(Problem details): Write out again only the part of the records below that opens with the line containing "find railing post" and closes with the final line, request lines included. Multiply every point coordinate in the answers by 0.35 and round to whole numbers, halves up, leaving the requests and their sample points unchanged.

(Supplied entries):
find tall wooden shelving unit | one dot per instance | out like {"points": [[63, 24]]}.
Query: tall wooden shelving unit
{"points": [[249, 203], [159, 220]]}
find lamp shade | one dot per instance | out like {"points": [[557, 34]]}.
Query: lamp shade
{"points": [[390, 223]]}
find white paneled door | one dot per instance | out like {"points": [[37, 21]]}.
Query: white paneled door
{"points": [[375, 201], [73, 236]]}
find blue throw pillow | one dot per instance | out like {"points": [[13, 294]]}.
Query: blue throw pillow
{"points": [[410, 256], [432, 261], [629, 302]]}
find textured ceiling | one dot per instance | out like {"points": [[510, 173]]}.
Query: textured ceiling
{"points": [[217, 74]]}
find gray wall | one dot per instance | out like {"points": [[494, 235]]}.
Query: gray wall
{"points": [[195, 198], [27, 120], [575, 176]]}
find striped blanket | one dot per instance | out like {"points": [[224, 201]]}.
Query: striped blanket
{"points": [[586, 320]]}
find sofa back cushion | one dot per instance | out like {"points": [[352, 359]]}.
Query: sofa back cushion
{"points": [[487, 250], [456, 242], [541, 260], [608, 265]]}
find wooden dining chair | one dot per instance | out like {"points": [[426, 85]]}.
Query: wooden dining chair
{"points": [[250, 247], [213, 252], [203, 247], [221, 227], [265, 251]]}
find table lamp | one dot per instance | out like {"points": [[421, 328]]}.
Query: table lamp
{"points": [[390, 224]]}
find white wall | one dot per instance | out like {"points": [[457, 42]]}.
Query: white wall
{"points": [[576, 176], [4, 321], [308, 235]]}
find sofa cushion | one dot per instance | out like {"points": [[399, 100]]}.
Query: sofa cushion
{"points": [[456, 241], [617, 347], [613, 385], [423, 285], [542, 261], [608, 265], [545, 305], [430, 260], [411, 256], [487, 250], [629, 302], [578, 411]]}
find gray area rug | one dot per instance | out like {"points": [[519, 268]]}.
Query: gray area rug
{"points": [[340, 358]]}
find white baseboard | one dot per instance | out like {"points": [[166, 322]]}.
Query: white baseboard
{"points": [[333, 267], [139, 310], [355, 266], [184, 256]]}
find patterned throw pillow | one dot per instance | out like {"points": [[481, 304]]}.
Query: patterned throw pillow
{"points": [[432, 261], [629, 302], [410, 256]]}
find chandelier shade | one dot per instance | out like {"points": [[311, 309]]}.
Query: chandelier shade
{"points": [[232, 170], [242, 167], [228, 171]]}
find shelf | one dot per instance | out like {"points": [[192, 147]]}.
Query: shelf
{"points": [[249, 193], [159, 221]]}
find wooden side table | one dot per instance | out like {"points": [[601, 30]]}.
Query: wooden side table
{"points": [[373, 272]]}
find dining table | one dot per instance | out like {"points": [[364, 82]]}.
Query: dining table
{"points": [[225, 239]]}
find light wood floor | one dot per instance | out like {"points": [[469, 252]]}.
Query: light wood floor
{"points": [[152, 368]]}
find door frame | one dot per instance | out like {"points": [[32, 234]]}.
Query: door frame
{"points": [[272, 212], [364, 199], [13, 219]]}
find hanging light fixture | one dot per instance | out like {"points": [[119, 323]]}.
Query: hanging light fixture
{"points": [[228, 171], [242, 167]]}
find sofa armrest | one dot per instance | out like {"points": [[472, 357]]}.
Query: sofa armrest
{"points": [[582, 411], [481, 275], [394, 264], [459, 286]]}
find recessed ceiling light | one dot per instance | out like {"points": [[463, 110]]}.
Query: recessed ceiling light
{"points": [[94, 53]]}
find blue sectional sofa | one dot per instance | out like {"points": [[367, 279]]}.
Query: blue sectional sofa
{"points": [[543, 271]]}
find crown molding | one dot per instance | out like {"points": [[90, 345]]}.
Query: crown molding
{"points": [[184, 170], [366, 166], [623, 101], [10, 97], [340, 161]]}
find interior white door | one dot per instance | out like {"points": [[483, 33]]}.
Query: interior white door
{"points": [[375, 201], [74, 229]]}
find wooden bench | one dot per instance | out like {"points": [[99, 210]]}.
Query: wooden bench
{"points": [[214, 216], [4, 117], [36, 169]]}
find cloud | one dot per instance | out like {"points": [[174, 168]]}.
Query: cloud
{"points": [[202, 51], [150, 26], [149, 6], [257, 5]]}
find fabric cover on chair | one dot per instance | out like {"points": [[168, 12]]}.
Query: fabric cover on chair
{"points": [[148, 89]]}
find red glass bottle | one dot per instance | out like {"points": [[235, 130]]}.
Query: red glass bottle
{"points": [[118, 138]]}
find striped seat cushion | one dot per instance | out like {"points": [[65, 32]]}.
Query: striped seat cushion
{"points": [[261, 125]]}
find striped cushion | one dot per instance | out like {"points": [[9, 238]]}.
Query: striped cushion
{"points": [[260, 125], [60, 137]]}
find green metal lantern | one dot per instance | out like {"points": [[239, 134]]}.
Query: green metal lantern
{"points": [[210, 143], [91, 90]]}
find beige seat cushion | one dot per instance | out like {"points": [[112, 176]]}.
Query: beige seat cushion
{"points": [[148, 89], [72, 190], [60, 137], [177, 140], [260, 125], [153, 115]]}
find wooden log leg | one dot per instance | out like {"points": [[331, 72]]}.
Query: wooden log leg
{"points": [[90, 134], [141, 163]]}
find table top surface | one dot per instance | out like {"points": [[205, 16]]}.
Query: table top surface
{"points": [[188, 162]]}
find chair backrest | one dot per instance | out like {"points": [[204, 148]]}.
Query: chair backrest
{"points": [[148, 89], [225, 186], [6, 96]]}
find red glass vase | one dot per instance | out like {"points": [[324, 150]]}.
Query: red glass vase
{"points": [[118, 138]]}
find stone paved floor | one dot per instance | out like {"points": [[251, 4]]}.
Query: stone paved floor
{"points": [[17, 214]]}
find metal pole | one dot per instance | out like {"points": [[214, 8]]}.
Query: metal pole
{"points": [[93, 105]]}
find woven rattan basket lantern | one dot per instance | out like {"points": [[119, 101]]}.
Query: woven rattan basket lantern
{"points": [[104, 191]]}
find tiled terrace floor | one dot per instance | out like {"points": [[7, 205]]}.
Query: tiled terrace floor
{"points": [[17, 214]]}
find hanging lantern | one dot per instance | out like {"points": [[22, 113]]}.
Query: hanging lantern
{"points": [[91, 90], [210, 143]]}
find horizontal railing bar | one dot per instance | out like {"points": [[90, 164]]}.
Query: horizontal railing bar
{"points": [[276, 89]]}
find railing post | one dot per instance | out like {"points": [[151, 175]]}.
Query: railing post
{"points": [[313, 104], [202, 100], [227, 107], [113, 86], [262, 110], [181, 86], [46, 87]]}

(Answer in full):
find railing post | one dot per instance | out like {"points": [[151, 175]]}.
Query: railing post
{"points": [[110, 36], [71, 35], [79, 37], [40, 30], [92, 39], [63, 30], [16, 30]]}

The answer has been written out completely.